• _Instructions to follow_:
Search the data for "below". Return each matching line.
---------- Data supplied
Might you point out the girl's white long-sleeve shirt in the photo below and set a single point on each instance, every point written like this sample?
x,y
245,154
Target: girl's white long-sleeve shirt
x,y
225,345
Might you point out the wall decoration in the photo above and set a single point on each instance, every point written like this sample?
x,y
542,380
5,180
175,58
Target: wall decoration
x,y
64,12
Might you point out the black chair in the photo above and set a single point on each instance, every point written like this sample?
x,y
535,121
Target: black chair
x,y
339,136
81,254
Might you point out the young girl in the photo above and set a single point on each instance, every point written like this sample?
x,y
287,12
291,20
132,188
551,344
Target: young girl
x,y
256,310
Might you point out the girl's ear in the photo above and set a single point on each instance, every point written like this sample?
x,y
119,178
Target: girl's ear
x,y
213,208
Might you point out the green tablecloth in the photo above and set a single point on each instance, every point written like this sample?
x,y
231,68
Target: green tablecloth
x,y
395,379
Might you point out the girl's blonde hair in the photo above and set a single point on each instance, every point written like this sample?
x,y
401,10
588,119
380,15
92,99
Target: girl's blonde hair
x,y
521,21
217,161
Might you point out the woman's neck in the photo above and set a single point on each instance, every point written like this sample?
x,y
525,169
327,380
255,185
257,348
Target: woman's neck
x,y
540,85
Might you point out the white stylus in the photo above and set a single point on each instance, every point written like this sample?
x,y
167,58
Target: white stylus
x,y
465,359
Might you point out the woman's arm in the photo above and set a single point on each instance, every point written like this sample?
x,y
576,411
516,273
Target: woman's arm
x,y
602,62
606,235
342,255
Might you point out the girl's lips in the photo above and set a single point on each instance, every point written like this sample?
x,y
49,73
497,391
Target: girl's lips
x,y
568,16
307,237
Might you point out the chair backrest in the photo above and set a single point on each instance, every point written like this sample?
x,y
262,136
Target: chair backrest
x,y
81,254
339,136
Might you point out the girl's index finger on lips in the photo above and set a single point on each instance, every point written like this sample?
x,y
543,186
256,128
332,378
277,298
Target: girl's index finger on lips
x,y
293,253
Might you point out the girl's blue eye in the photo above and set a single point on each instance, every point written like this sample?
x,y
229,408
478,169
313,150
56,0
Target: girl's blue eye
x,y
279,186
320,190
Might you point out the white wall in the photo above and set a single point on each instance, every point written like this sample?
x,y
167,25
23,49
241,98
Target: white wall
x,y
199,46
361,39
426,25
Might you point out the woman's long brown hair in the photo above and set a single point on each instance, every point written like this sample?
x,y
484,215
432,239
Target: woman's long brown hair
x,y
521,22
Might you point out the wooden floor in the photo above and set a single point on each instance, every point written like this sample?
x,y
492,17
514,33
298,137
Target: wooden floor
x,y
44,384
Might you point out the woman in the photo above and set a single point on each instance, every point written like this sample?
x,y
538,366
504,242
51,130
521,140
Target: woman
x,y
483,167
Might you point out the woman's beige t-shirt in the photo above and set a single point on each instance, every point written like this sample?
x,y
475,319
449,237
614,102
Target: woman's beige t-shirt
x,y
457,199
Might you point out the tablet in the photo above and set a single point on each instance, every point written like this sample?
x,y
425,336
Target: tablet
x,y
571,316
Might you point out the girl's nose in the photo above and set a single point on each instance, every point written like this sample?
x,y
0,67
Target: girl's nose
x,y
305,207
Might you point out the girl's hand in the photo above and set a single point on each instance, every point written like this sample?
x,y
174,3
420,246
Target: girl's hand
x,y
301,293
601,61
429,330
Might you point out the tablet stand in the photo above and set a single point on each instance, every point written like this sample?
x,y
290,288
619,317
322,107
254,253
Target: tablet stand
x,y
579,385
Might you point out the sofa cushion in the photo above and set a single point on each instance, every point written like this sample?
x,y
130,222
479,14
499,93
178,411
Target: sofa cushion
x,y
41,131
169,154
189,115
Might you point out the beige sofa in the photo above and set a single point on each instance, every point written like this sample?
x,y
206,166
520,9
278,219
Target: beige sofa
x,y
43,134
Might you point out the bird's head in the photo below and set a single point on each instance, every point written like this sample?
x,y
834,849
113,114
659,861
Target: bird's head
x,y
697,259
--------------------
---------- Data supplied
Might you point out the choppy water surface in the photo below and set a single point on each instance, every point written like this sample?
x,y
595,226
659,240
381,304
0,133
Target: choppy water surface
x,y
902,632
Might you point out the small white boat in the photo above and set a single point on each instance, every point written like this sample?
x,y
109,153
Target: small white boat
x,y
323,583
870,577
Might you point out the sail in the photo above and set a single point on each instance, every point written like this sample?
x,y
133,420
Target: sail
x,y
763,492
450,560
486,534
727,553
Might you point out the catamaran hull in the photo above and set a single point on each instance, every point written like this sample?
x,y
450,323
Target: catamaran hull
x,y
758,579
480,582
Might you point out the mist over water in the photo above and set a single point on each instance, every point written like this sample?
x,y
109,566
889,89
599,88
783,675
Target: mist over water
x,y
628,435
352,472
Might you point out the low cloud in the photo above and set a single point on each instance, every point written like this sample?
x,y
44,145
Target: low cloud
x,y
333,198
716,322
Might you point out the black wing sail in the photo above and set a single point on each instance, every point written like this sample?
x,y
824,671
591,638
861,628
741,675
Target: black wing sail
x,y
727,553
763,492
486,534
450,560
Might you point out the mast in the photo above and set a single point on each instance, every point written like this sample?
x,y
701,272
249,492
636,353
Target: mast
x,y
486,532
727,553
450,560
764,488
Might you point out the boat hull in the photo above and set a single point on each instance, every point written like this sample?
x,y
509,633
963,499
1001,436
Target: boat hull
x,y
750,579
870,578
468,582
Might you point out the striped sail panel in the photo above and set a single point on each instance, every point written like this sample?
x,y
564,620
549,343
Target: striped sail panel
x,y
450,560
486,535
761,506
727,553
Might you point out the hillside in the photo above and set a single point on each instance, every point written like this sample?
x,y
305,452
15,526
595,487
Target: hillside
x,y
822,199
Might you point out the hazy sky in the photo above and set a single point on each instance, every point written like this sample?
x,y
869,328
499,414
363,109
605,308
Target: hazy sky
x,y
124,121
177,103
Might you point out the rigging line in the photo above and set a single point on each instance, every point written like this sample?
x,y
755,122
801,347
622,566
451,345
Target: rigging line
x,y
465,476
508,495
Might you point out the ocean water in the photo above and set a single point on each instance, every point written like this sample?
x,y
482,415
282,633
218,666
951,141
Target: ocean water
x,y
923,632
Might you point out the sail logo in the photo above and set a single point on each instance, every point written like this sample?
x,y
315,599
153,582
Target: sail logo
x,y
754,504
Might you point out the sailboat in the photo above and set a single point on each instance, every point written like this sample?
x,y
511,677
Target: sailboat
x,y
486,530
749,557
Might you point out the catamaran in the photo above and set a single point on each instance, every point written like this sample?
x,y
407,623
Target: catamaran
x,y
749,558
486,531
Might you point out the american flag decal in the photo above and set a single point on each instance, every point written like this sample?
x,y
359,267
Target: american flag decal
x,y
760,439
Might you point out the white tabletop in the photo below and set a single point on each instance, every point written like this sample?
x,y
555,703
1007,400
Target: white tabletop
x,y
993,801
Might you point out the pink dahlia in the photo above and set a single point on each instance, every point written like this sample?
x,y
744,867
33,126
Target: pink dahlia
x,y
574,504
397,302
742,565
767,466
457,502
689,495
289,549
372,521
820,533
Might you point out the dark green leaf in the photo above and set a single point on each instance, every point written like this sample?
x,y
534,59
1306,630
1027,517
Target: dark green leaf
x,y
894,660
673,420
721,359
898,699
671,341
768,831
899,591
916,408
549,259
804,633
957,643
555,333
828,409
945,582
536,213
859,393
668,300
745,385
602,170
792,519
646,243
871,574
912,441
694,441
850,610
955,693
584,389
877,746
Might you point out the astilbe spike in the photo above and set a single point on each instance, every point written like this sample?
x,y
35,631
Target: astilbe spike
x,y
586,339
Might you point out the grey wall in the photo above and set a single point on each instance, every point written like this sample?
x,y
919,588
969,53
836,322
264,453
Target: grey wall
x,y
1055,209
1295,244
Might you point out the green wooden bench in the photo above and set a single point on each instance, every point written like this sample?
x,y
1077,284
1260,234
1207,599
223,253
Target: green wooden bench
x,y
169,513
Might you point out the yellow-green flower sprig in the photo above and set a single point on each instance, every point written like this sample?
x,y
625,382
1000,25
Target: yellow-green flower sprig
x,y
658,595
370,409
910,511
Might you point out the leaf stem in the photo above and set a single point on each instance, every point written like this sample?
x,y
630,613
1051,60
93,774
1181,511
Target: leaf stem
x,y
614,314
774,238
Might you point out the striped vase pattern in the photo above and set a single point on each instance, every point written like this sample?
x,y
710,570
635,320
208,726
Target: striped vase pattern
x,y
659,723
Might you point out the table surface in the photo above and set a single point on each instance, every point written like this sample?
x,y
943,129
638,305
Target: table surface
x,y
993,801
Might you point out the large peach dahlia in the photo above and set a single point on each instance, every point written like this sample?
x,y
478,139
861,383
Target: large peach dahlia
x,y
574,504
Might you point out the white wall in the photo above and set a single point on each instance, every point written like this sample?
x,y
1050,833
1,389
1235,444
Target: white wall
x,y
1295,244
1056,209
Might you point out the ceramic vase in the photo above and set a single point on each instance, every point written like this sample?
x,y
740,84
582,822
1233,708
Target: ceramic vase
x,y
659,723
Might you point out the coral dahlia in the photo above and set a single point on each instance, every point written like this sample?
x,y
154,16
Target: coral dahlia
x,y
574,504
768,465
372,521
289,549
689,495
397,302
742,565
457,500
--------------------
• _Solution for this exercise_:
Might you point out the girl's white long-sleeve shirt in the photo below and set a single point on each instance, every point written like this sample?
Might you point out the bird's head in the photo below and set a single point on each instance, every point written like this sample?
Might you point out the choppy water surface in the photo below and set a single point on each instance, every point written like this sample?
Might you point out the white tabletop in the photo below and set a single point on each instance, every point written like this sample?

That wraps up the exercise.